**** SUPPLIED RECORDS ****

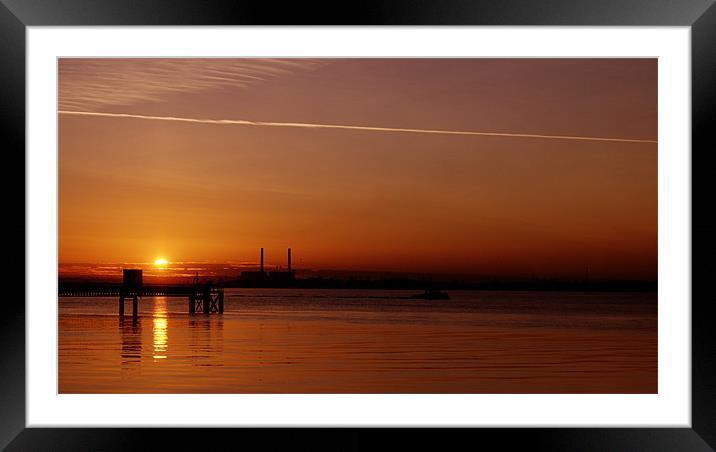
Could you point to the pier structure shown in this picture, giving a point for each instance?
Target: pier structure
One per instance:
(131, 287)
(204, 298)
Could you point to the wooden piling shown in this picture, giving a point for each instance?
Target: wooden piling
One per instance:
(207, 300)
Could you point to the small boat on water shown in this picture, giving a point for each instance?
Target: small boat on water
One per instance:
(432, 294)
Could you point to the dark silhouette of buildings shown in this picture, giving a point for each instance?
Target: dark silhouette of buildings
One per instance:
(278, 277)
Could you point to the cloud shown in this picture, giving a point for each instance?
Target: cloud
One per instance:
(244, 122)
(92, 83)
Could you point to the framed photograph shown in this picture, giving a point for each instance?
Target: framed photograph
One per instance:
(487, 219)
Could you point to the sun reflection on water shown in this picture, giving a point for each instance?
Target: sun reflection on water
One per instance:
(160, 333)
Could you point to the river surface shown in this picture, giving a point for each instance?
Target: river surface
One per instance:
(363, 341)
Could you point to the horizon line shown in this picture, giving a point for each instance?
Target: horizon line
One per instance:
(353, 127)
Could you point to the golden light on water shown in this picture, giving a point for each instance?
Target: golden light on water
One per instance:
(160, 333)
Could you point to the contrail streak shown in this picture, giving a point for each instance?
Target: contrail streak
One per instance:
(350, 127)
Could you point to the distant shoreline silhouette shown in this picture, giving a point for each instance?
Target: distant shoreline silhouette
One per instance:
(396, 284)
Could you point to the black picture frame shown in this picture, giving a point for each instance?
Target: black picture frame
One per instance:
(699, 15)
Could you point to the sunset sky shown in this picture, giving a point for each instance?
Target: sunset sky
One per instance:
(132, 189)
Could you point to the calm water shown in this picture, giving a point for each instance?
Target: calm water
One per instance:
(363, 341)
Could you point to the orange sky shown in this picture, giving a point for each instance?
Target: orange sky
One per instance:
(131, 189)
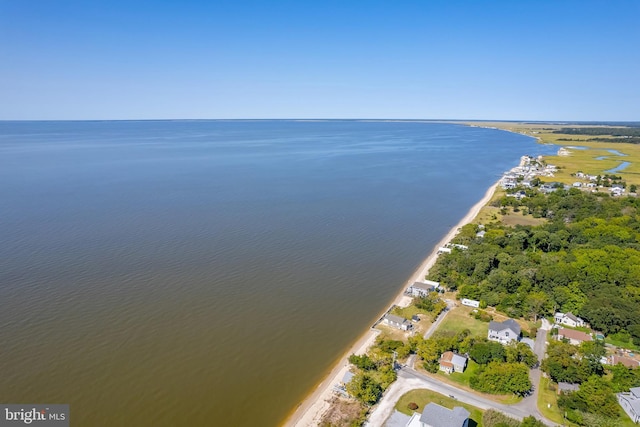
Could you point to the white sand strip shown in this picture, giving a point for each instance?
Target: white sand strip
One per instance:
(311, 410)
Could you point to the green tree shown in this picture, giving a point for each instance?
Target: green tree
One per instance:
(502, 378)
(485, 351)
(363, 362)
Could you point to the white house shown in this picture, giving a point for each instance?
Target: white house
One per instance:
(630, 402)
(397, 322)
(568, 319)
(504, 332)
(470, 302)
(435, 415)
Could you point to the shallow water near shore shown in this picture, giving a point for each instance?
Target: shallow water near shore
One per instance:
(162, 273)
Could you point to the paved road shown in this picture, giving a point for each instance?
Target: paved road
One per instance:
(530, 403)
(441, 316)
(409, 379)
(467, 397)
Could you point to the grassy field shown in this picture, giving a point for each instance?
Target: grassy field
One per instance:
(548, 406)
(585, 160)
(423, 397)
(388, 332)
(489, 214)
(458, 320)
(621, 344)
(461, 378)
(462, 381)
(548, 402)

****

■ EXERCISE DIRECTIONS ■
Without including any pictures, please restate all the records exactly.

■ ANSWER TO THE TASK ■
Could you point to the pier structure shown in this picture, giving a point for each instance?
Target: pier structure
One per instance:
(131, 287)
(204, 298)
Could you point to the wooden piling shown in this picture, giving a point for each instance?
Target: wooden piling
One per instance:
(207, 300)
Could you point to the small boat on water shown in this picture, giving a point for each instance?
Target: small boat on water
One per instance:
(432, 294)
Could you point to the dark silhouette of buildings shown in this picture, giving a point for each instance?
Target: dark silhouette of buildings
One per instance:
(278, 277)
Could you point to the cloud shown in this picture, giving a point for each instance?
Target: cloud
One per instance:
(244, 122)
(92, 83)
Could you point to the framed photograph shown in this picture, giving a point for each instance?
Target: framed photograph
One per instance:
(487, 219)
Could you point to the sun reflection on water shown in this picture, giving a point for each instance?
Target: sun reflection on water
One per instance:
(160, 333)
Could you point to the river surface shown in this picture, giving a point for each instance?
Target: river surface
One per instance:
(363, 341)
Could you point to the horizon line shown in this picture, giving a point for each instance?
Target: horizon line
One per instance:
(353, 127)
Could you point to the golden light on water shown in this picture, giving a point for each instance?
Target: golden light on water
One per instance:
(160, 333)
Could you point to the contrail streak shown in this picture, giving a point for each instance?
Target: contrail streak
One per instance:
(350, 127)
Could you point to the distant shoreline silhouette shown in this picture, giving a point for each instance?
Target: distant shoreline silhouette
One per instance:
(396, 284)
Could you point to the black picture frame shown in this picture, giving a point for each instance?
Target: black picture frame
One per instance:
(699, 15)
Could you point to the sunset sky shown in this picture, giving a point for each instance?
Target: sunset sky
One per instance:
(132, 189)
Could you point to the calm water shown in this picture, giving a point for each instance?
Target: calm water
One per instance:
(363, 341)
Could you point to the orange sky shown in this picture, giving a point for each instance?
Target: orange sky
One per instance:
(131, 189)
Could you point to the white sand strip shown in this picture, giving a point for each instance?
Target: white sand strip
One per instance:
(311, 410)
Could you point to the green tree shown in this picture, giving a point for each instance?
Target: green tree
One per instance:
(502, 378)
(485, 351)
(363, 362)
Could you point to the white house shown in this picture, giving a point for each instance?
Target: white house
One per instance:
(630, 402)
(397, 322)
(568, 319)
(504, 332)
(470, 302)
(435, 415)
Could you point to the shallow water near shore shown in this picture, giving a point for each instance?
Target: shallow water near shore
One per instance:
(162, 273)
Could you point to the paved road shown in this picture, giving a point for each instance?
Target: paved road
One per instance:
(530, 403)
(441, 316)
(409, 379)
(467, 397)
Could you point to the grassy field shown in this picture, giving a point for each instance?
Target: grassy field
One per instance:
(548, 406)
(585, 160)
(423, 397)
(388, 332)
(489, 214)
(458, 320)
(621, 344)
(461, 378)
(462, 381)
(548, 402)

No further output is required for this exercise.